Extracted data —

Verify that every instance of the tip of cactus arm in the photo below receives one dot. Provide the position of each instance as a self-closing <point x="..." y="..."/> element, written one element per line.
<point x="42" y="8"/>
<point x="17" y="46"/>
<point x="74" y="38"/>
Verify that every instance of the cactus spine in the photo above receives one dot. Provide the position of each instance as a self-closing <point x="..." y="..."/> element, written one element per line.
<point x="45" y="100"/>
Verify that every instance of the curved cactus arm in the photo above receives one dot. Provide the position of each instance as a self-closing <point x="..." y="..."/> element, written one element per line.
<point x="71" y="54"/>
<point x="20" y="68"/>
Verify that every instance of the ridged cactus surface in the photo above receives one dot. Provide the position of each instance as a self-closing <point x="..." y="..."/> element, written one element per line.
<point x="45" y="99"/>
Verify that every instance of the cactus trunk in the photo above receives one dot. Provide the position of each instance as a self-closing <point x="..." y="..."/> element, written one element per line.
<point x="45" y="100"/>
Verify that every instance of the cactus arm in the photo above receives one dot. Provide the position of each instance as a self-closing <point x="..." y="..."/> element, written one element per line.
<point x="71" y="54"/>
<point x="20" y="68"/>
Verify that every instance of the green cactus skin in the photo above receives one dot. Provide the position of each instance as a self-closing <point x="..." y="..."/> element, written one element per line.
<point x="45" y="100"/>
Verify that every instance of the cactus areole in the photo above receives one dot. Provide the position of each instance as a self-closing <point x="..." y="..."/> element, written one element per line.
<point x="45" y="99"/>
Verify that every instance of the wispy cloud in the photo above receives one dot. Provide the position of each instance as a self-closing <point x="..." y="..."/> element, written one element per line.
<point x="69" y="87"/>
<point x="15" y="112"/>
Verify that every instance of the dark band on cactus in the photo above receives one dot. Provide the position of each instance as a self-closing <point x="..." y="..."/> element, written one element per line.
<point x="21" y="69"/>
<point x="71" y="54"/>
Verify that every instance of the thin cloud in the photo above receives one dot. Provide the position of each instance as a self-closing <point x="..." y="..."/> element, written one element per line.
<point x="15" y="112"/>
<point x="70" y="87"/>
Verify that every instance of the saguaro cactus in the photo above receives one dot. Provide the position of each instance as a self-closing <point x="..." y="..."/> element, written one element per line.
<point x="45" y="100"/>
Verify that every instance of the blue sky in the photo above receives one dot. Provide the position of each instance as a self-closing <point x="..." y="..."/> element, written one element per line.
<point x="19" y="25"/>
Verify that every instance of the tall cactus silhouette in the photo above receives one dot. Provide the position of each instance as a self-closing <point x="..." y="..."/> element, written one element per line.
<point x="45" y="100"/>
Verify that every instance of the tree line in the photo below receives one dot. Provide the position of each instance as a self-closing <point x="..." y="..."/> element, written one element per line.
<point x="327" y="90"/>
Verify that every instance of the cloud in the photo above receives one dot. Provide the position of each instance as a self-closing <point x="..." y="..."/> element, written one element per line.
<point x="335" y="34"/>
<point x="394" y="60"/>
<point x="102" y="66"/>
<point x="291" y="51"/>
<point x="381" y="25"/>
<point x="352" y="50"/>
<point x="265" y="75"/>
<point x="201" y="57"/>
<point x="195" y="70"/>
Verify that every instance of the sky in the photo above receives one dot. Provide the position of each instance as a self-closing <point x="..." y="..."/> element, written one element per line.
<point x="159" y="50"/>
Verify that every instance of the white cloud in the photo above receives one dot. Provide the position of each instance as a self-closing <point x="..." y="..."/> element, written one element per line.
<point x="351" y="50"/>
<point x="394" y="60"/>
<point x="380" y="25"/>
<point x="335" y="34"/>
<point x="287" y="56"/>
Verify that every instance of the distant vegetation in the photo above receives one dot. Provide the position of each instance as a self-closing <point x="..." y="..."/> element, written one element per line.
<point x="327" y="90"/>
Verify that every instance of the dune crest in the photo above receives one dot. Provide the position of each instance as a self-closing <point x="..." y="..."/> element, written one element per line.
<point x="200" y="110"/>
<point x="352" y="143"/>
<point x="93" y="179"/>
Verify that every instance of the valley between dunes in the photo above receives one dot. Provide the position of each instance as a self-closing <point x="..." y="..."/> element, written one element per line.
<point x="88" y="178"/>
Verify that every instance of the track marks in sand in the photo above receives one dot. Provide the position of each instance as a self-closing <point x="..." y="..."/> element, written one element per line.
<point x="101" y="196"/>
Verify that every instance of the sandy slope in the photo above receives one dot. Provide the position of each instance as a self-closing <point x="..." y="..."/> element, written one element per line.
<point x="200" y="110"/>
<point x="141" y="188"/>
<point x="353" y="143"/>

Problem requirements — From the first line through the last, give the data above again exactly.

Exercise output —
Verify that every instance of the tip of cactus arm in the photo below receives one dot. Provide the position of each instance as a self-closing <point x="..." y="..."/> element, written one element per line.
<point x="42" y="8"/>
<point x="17" y="46"/>
<point x="74" y="38"/>
Verify that every instance of the cactus spine in the photo above receives one dot. Provide the position of each instance as a self-closing <point x="..." y="..."/> element, written one element per line.
<point x="45" y="100"/>
Verify that every instance of the curved cactus arm in the photo above receives one dot. Provide the position of each instance as a self-closing <point x="..." y="..."/> element, written one element per line.
<point x="71" y="54"/>
<point x="20" y="68"/>
Verify that every instance of the ridged cactus surface in the photo above receives one dot. Provide the position of each instance as a self-closing <point x="..." y="..."/> element, written one element per line.
<point x="45" y="99"/>
Verify that every instance of the cactus trunk in the photo above receives one dot. Provide the position of each instance as a self-closing <point x="..." y="..."/> element, written one element per line.
<point x="45" y="100"/>
Verify that every instance of the cactus arm in the photo above receives one dot. Provide the position of each instance as a self-closing <point x="..." y="..."/> element, written one element per line.
<point x="71" y="54"/>
<point x="20" y="68"/>
Verify that every instance of the green cactus skin in the photo above receives one dot. Provide the position of each instance as a self-closing <point x="..." y="..."/> element, written one element per line.
<point x="45" y="100"/>
Verify that every instance of the cactus areole in the photo above receives one dot. Provide the position of each instance as a self-closing <point x="..." y="..."/> element, written one element per line.
<point x="45" y="99"/>
Verify that every instance of the wispy cloud in the photo above receives one dot. Provide the position of each instance as a self-closing <point x="..." y="..."/> element, written one element per line.
<point x="69" y="87"/>
<point x="15" y="112"/>
Verify that every instance of the dark band on cactus in the photo above receives one dot. Provide the position of each instance as a self-closing <point x="..." y="..."/> element, written one element per line.
<point x="21" y="69"/>
<point x="71" y="54"/>
Verify that every instance of the thin cloud in the photo above receives one dot. Provide the position of each instance as a self-closing <point x="..." y="..."/> element, written one element per line.
<point x="15" y="112"/>
<point x="70" y="87"/>
Verify that every instance of the saguaro cactus in the photo above receives one dot. Provide the position of each instance as a self-closing <point x="..." y="..."/> element, written one element per line.
<point x="45" y="100"/>
Verify that every instance of the blue sky in the photo above receives one dot. Provide the position of each instance as a self-closing <point x="..." y="..."/> element, written one element per line.
<point x="19" y="25"/>
Verify that every instance of the tall cactus silhouette in the photo above receives one dot. Provide the position of each instance as a self-closing <point x="..." y="..."/> element, written one element per line.
<point x="45" y="100"/>
Verify that every instance of the tree line in the photo below receives one dot. Provide the position of each instance as a self-closing <point x="..." y="..."/> element, written one element per line.
<point x="327" y="90"/>
Verify that every instance of the cloud in the photo above receives one dot. Provide the position of each instance as a self-closing <point x="..." y="..."/> element, written one element per line.
<point x="335" y="34"/>
<point x="394" y="60"/>
<point x="102" y="66"/>
<point x="291" y="51"/>
<point x="381" y="25"/>
<point x="352" y="50"/>
<point x="265" y="75"/>
<point x="201" y="57"/>
<point x="195" y="70"/>
Verify that every instance of the sky in the photo above receives one dot. Provide the position of each instance as a self-closing <point x="..." y="..."/> element, written one element per line.
<point x="159" y="50"/>
Verify that every instance of the white cloud in the photo above receives one dot. Provide the position of each instance as a self-closing <point x="..." y="..."/> element, written one element per line.
<point x="351" y="50"/>
<point x="394" y="60"/>
<point x="380" y="25"/>
<point x="335" y="34"/>
<point x="287" y="56"/>
Verify that every instance of the distant vegetation in the photo above receives one dot. Provide the position of each instance as a self-closing <point x="..." y="..."/> element, written one element per line.
<point x="327" y="90"/>
Verify that every instance of the dune crest in the photo above receives one dot. Provide the position of each instance as a self-closing <point x="..." y="..."/> element, written one element per line.
<point x="200" y="110"/>
<point x="352" y="143"/>
<point x="93" y="179"/>
Verify that every instance of the valley between dunes in the photo above receives one dot. Provide the position of each instance as a self-closing <point x="..." y="..."/> element, written one element per line.
<point x="88" y="178"/>
Verify that every instance of the track marks in sand in the photo above receives one dot. Provide the position of each instance as a self-closing <point x="..." y="..."/> element, written one element per line.
<point x="101" y="196"/>
Verify that every instance of the sandy slope in the photo above receives one dot. Provide the position of each instance as a self-closing <point x="..." y="..."/> element, written one element per line.
<point x="200" y="110"/>
<point x="141" y="188"/>
<point x="353" y="143"/>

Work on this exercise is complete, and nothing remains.